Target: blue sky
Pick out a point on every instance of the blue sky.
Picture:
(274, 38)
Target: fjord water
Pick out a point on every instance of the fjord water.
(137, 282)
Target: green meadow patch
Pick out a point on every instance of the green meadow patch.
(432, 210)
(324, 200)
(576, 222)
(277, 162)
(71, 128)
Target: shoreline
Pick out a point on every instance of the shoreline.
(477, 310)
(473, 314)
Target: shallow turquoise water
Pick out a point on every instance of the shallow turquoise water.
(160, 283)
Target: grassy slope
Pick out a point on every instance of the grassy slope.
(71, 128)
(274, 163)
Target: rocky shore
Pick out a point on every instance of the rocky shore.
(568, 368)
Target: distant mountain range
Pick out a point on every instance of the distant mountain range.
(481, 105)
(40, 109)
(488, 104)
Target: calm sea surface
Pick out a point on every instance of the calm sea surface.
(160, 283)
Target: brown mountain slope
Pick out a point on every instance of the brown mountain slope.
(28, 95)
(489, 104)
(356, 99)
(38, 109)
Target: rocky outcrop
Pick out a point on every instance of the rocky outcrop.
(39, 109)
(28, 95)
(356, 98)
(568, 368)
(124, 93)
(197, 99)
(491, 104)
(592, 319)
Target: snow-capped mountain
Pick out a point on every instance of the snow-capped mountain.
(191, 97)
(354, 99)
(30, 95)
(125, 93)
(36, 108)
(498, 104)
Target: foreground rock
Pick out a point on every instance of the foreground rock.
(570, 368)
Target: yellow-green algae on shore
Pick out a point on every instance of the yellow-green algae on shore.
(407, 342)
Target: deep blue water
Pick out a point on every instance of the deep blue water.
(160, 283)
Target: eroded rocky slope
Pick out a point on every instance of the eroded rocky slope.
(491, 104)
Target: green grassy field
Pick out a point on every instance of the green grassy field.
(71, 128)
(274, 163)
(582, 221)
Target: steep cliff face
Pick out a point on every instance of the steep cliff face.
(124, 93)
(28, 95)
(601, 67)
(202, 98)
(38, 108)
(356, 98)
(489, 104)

::::::

__Exercise directions__
Look above and repeat, character for character, the lines from the first one to the line with "Target: green meadow patch", counting both.

__Result__
Target: blue sky
Pick out a point on every instance of the blue sky.
Picture:
(274, 38)
Target: fjord water
Pick out a point on every instance of the fjord water.
(137, 282)
Target: green meadow patch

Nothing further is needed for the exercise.